> PROBLEM DESCRIPTION
Continue the guide on deploying the stkd web dashboard, picking up right after its final sentence.

> PROVIDED PASSAGE
+---+

The stkd CLI is great for one developer. When several developers on a team start stacking work in the same repos, the team wants a view: which stacks are open, who’s waiting on review, which PRs have merged, where the conflicts are. stkd ships an optional web dashboard that gives you exactly that, running on your own infrastructure.
This guide walks through deploying it.
What you get
The dashboard is a small Rust service (stkd-server) with:
- A team overview of every open stack across every repo you’ve connected (GitHub or GitLab).
- A per-stack drilldown showing the branches, PRs, statuses, conflicts, and reviewer assignments.
- A live PR status board updated via WebSocket as provider events come in.
- A search across stacks by author, reviewer, label, or branch name.
- OIDC authentication so your existing SSO covers it.
- A REST API + WebSocket stream so you can build dashboards of your own.
It’s deliberately not a code-review UI — your team already has GitHub or GitLab for that. The dashboard is a coordination layer above provider tooling, not a replacement for it.

+---+

> AVAILABLE DATA
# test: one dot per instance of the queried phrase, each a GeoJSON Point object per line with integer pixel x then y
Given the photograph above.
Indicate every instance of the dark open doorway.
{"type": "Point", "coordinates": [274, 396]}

+---+

> FINAL RESULT
Quickest path: docker run
docker run -d \
--name stkd-server \
-p 8080:80 \
-v stkd-data:/var/lib/stkd \
-e STKD_BASE_URL=https://stkd.example.com \
-e STKD_OIDC_ISSUER=https://accounts.google.com \
-e STKD_OIDC_CLIENT_ID=...apps.googleusercontent.com \
-e STKD_OIDC_CLIENT_SECRET=... \
-e STKD_GITHUB_TOKEN=ghp_... \
ghcr.io/neul-labs/stkd-server:latest
That’s it. Visit https://stkd.example.com, sign in with your OIDC provider, and authorise the dashboard against the GitHub or GitLab repos you want to track.
For most teams that’s all they ever do.
Configuration reference
The server reads configuration from environment variables (12-factor style). Below are the ones you’ll actually touch.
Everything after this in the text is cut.